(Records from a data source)
========

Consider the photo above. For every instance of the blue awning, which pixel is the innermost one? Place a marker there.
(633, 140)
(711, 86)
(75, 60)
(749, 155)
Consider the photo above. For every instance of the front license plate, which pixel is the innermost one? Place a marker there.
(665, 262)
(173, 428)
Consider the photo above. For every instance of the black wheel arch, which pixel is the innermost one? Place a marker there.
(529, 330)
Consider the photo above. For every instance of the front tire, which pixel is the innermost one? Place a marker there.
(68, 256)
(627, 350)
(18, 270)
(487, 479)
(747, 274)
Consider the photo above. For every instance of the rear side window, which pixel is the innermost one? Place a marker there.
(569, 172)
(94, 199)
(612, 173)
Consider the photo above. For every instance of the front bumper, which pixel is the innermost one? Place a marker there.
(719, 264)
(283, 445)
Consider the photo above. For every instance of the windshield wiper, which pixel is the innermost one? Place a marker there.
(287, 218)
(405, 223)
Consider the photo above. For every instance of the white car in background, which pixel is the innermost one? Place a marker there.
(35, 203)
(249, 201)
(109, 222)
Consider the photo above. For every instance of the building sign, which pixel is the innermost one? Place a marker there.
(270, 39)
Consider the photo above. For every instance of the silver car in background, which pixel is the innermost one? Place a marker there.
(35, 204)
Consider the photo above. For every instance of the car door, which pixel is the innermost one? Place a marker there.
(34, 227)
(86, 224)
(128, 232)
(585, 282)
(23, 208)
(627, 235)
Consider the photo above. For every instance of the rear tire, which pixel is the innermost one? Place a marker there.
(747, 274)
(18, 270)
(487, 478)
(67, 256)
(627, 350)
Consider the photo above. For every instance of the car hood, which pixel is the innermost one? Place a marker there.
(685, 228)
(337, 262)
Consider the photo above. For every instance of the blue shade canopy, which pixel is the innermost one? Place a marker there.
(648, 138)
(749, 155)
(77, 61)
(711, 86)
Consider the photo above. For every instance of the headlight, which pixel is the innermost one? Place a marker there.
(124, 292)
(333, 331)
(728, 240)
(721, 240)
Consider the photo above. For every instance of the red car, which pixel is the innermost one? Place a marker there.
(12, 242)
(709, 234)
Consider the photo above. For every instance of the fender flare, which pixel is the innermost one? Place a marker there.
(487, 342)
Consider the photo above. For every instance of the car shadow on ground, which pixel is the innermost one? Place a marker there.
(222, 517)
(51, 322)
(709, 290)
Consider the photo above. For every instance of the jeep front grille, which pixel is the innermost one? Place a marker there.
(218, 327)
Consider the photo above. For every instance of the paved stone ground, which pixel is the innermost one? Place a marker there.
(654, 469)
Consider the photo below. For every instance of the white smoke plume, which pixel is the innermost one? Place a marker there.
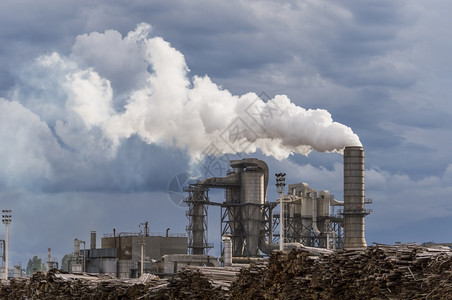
(139, 85)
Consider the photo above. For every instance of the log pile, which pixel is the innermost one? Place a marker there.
(58, 285)
(188, 284)
(378, 272)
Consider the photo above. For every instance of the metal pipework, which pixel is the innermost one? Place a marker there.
(354, 210)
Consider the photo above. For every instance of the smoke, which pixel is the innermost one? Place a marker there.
(140, 85)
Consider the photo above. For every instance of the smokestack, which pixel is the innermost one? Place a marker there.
(93, 240)
(354, 211)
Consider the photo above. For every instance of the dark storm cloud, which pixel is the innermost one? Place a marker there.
(380, 67)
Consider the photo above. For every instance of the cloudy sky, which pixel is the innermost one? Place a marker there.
(104, 105)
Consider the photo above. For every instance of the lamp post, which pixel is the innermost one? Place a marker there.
(84, 255)
(280, 184)
(143, 243)
(6, 219)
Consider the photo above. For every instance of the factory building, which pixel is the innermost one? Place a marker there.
(120, 255)
(308, 217)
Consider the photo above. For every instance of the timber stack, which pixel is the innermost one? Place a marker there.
(378, 272)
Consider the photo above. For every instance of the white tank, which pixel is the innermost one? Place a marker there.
(252, 180)
(227, 254)
(323, 204)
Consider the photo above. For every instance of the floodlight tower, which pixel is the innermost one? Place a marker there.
(6, 219)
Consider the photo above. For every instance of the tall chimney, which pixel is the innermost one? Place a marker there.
(354, 210)
(93, 240)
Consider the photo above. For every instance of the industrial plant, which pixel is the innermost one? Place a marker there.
(251, 227)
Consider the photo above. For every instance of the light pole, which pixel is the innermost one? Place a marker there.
(143, 243)
(280, 184)
(6, 219)
(84, 254)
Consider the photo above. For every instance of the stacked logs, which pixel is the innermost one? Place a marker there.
(55, 285)
(379, 272)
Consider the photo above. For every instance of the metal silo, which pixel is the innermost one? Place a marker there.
(354, 210)
(252, 181)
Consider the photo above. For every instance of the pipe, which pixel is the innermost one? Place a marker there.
(227, 254)
(314, 212)
(247, 260)
(114, 237)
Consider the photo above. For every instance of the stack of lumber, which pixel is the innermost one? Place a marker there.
(378, 272)
(57, 285)
(188, 284)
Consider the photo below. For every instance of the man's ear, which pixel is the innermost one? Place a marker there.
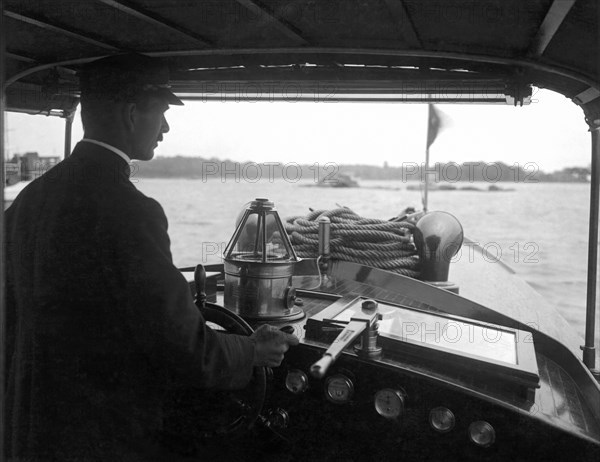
(129, 115)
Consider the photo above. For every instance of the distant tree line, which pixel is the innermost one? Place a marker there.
(227, 170)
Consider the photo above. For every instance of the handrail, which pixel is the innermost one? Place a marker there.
(589, 351)
(572, 74)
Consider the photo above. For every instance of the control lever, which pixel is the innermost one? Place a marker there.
(200, 283)
(365, 323)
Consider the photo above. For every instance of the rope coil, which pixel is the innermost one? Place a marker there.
(368, 241)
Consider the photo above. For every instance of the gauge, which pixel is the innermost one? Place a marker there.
(339, 389)
(389, 403)
(441, 419)
(296, 381)
(482, 433)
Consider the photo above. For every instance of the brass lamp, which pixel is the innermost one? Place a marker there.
(259, 264)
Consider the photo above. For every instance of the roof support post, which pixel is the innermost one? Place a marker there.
(589, 351)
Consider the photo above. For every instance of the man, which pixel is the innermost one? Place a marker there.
(100, 322)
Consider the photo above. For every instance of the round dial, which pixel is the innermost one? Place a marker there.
(482, 433)
(442, 419)
(389, 403)
(339, 389)
(296, 381)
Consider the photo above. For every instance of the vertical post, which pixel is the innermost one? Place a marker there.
(426, 179)
(2, 270)
(68, 115)
(589, 351)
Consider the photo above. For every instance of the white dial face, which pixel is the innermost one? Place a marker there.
(296, 381)
(339, 389)
(389, 403)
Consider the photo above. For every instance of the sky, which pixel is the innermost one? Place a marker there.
(550, 132)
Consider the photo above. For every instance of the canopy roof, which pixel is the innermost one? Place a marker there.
(414, 50)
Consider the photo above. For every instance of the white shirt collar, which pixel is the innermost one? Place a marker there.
(117, 151)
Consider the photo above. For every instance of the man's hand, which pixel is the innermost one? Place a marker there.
(270, 345)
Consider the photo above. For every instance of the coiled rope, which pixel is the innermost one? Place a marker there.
(368, 241)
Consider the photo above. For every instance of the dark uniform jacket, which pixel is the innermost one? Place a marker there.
(100, 323)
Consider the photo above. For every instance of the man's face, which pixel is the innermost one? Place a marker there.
(150, 124)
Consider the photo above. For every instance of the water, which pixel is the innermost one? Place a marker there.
(539, 229)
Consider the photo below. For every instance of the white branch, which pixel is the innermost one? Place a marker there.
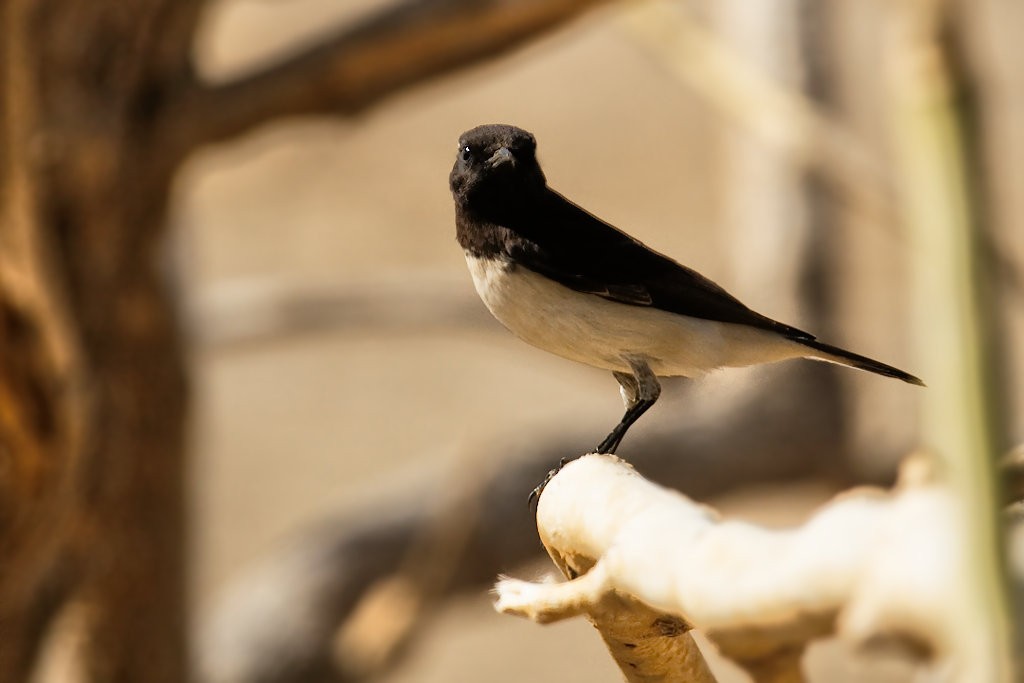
(868, 565)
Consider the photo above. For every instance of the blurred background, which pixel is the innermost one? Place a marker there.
(261, 218)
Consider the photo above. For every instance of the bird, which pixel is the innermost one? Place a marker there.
(564, 281)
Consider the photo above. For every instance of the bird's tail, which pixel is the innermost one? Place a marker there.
(842, 356)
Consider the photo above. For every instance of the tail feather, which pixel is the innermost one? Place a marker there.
(844, 357)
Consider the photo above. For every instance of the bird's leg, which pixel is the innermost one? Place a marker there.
(640, 390)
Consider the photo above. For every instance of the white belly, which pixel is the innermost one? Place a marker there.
(604, 334)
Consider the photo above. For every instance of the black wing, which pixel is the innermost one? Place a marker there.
(568, 245)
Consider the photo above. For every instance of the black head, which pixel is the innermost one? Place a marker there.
(496, 168)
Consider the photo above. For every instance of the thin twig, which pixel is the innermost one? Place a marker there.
(358, 66)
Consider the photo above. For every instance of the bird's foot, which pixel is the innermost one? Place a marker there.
(535, 496)
(610, 442)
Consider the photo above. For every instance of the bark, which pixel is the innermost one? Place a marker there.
(98, 108)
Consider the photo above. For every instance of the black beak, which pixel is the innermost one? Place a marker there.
(502, 157)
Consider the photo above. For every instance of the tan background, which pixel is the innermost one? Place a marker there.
(289, 430)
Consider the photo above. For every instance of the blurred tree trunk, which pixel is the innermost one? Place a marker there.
(93, 391)
(98, 107)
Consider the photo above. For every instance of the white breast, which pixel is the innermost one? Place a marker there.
(602, 333)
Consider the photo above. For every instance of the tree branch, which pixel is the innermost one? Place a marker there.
(281, 620)
(868, 564)
(360, 65)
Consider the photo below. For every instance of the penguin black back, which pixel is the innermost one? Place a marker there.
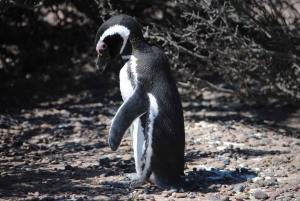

========

(Problem description) Where the line with "bird's tail, which" appears in the entries above, begin there and restate every line to the end word for word, minus the pictures.

(Final answer)
Consider the photo above. For every instance of the bird's tail, which pixel is the innermost one? Place a marker there.
(842, 356)
Consider the photo above. For every instance of the tail feather, which pixel is the innermost one? Place a marker there.
(844, 357)
Consider the photo above. For every instance of the bird's leg, which pixel is the innermost one? Place a marker there.
(640, 390)
Consider the photo above. For every instance of the white belly, which pixel is the innermost one? Place a marker there.
(604, 334)
Consider the photo above. For every instance of the black wing, which pixel is the innermost one? Place a marker there.
(568, 245)
Consider the photo above. For every instance of the black head, which pixel is the innermost one? Place a marker there.
(496, 168)
Consider the photo above. For every instance of the thin twig, which pixel is the innermost one? Place a marker there.
(358, 66)
Consider the photo above. For every instance of the bird's foot, which pixel is the innermost one? Place a marker there.
(535, 496)
(610, 442)
Consider the photo above. For every instance of the bark, which pixel is the innermost one? Place a marker there.
(98, 108)
Consider the photo above. For every instance of the black beak, which pixel is the innermost one? Place a marker there.
(502, 157)
Consider the photo above. For every instance of the tan background, which pixel is the innermost one? Place a marker there.
(289, 430)
Consider the photo above. For every instance of the blurred tree trunk, which pixel is the innermost one? Place a marker there.
(93, 391)
(98, 107)
Consider the photo above. For every instance of the white breast, which pixel is the innermost one? Place a marker there.
(602, 333)
Consider the photo above. For every instance of the tree branch, which pixel is the innermost one? Place a marker there.
(281, 620)
(868, 564)
(360, 65)
Consider the photo below. For every instance of the penguin black back, which pixel is the innermost one? Place a marker there.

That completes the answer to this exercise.